**PROMPT 1**
Answer these questions about the text on Worm's cidery:
(a) What does the word "bivouac" mean, according to the text?
(b) How many trials did Worm take part in during her time as a trial attorney?
(c) In which area did Worm secure a location for the business?
**PROMPT 2**
From the text on Worm's cidery, write out the passage that begins at the words "One day in 2017, Worm’s" and stops after "her government role.".

From Wiretaps to Cider Taps

One day in 2017, Worm’s friend asked her to start a business together — a cidery. Her initial response: No. She never entertained the thought of leaving her role as a federal prosecutor. However, after more assessment, Worm decided to embrace the adventure and obtained approval from her office to work on the business after hours. Her entrepreneurial spirit — developed through her childhood at the family business — was underserved in her government role.

Bivouac — meaning temporary camp — was born. The San Diego-based brand embraces the lives of adventurers like Worm, who is an avid outdoors person. They started by making craft ciders on the weekend. Worm became more involved, including securing a location in North Park, raising money, brand building, and marketing. Bivouac was successful from the start. It won best new cidery of the year, best new restaurant, and was written about in Eater, Sunset Magazine, and The New York Times. The cidery was also picked up by a distributor early on, which is rare.

This all happened while Worm was still an AUSA. Eventually, she was unable to keep both jobs. Worm, who describes herself as “risk tolerant,” assessed the risks and weighed the pros and cons. After 10 years as a trial attorney, including over 60 trials and work on high-stakes federal investigations and wiretaps, Worm thought it was an appropriate time to pivot from practicing law.

Always a Lawyer at Heart

Being an attorney is often deeply ingrained with someone’s identity. Worm “loved being a lawyer” and struggled with the identify shift — from trial attorney to managing a cidery, bar, and restaurant. However, Worm does not regret her career change and has even harnessed her grit from being a lawyer into running a successful business.

**DATA TO EXAMINE**
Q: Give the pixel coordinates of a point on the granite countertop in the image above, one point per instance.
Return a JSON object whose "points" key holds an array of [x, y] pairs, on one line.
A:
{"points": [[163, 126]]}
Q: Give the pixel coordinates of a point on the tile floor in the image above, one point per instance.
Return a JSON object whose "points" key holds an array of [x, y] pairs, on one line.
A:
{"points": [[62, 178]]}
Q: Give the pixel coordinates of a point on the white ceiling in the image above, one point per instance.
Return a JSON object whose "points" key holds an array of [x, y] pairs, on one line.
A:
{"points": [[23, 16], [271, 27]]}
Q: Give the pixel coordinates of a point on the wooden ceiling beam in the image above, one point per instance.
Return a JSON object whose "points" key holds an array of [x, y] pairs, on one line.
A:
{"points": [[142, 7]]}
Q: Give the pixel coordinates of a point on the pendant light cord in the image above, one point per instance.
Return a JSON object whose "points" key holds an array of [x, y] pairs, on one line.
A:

**OUTPUT 1**
(a) Temporary camp.
(b) Over 60 trials.
(c) North Park.

**OUTPUT 2**
One day in 2017, Worm’s friend asked her to start a business together — a cidery. Her initial response: No. She never entertained the thought of leaving her role as a federal prosecutor. However, after more assessment, Worm decided to embrace the adventure and obtained approval from her office to work on the business after hours. Her entrepreneurial spirit — developed through her childhood at the family business — was underserved in her government role.